* _Instruction A_: Copy out the following rows word for word. Start at the row that contains "Please examine it carefully. Your task is to find concrete" and continue through the last row, including both.

* _Passage given_:
[START]

We have habitually trained people to be warriors in the community, not guardians of the community,” Lt. Wilson told The Final Call. Further changes must be made in the management of supervisors and placement of policies and procedures, then there can be true police reform, he said.

“I tell people religiously, there’s over a million law enforcement officers out there on the street— Black, White and indifferent, male and female. The vast majority of cops, all they want to do is go to work, do their job, if possible, help people along the way, get off—no complaint, no bruises, no injuries; go home, see mama, the dog, and have dinner,” stated Lt. Wilson.

According to the White House statement, Lt. Wilson argued that police accountability, whether it is a federal or local mandate, must be bolstered by encouraging those within the profession to actively stand up and speak out about those who abuse their oaths of office because they are a danger to the community and a danger to those who attempt to truly serve the community.

“When you work next to them and do not report their abuses, you are equally complicit in the abuse. And there must be better measures taken to protect those who speak up and report these offenses,” he added.

The American Civil Liberties Union (ACLU) posted a statement on its website applauding the measure while also addressing its shortcomings.

“The database documents instances of federal law enforcement misconduct, including criminal convictions, suspensions and terminations, civil judgments, resignations while under investigation, and sustained disciplinary action based on serious misconduct.

It requires federal law enforcement agencies to provide information about misconduct, but would not bar an individual with a record of misconduct from being hired or penalize agencies for hiring them.

[END]

* _Instruction B_: In the passage on police accountability, write out the section that starts at "The American Civil" and ends with "on serious misconduct.", replacing "database" with "registry".

* _Records_:
[START]

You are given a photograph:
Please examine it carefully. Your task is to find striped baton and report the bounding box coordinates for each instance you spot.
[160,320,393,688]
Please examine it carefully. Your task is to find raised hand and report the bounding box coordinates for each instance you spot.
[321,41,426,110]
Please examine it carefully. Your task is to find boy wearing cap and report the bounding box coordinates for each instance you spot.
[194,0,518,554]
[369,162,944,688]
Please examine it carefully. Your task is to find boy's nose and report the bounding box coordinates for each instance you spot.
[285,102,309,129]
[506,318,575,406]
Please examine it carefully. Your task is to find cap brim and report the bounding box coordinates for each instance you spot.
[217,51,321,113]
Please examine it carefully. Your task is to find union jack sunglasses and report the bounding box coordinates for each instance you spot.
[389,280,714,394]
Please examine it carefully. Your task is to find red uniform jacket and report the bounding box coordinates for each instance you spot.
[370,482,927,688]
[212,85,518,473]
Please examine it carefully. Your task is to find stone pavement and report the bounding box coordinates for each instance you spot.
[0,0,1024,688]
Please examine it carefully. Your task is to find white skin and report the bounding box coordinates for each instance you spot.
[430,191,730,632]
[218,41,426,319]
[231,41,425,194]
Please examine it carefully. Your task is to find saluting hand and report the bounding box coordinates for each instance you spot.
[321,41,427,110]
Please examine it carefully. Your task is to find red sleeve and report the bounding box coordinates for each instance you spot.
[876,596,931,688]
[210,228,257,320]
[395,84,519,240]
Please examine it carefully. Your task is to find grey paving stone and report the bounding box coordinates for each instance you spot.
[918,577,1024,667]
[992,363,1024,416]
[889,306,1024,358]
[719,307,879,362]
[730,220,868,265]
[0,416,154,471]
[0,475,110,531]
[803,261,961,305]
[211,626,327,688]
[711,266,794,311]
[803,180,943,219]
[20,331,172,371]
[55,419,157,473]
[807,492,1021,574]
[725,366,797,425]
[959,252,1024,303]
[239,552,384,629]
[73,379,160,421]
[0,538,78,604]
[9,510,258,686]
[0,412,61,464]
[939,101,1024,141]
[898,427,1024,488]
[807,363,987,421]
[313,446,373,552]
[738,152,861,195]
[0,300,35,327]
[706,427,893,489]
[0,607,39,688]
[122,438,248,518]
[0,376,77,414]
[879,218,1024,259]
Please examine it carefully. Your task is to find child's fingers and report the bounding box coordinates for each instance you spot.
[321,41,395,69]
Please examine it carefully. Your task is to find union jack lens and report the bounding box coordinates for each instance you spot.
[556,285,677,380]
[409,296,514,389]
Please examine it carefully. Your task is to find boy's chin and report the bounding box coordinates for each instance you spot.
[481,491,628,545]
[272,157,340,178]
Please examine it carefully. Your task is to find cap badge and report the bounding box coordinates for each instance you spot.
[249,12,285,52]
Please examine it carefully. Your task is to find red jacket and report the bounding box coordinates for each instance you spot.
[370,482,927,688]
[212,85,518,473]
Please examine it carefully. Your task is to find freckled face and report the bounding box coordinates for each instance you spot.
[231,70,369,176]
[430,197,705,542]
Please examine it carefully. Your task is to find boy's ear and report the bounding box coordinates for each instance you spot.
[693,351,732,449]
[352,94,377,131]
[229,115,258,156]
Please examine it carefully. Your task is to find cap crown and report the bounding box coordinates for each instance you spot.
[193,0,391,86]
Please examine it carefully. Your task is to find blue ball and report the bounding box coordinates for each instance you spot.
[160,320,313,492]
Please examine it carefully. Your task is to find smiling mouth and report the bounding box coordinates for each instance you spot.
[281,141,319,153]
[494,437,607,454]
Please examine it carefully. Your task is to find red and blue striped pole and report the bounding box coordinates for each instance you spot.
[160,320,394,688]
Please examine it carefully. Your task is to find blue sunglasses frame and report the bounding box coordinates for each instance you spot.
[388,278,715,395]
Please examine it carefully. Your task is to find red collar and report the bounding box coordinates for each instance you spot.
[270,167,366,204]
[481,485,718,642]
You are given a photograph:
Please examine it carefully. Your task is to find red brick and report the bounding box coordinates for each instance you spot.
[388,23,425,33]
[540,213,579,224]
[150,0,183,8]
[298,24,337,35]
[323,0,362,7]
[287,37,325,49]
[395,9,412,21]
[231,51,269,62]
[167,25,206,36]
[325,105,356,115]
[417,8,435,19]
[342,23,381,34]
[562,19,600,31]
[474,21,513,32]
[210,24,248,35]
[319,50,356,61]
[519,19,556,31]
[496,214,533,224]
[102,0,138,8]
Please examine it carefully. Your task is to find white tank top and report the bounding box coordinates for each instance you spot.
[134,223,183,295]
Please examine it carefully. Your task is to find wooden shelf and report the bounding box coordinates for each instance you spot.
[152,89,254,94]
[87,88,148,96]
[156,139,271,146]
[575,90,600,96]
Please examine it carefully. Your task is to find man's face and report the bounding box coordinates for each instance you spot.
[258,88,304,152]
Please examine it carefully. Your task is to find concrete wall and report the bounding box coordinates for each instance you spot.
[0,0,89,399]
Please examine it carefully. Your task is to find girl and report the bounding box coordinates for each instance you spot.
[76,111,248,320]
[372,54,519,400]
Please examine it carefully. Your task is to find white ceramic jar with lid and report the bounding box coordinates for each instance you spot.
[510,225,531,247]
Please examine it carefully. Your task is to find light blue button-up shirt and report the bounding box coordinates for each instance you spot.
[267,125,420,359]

[END]

* _Worked solution A_:
Please examine it carefully. Your task is to find concrete wall and report the bounding box coordinates for each instance you spot.
[0,0,89,399]
Please examine it carefully. Your task is to find girl and report the bounding box coordinates for each instance you spot.
[76,111,248,320]
[372,54,519,400]
Please examine it carefully. Your task is to find white ceramic jar with lid and report the bounding box coordinates for each instance you spot.
[510,225,531,247]
Please examine it carefully. Your task is to find light blue button-up shirt and report the bounding box coordinates for each instance you spot.
[267,125,420,359]

* _Worked solution B_:
The American Civil Liberties Union (ACLU) posted a statement on its website applauding the measure while also addressing its shortcomings.

“The registry documents instances of federal law enforcement misconduct, including criminal convictions, suspensions and terminations, civil judgments, resignations while under investigation, and sustained disciplinary action based on serious misconduct.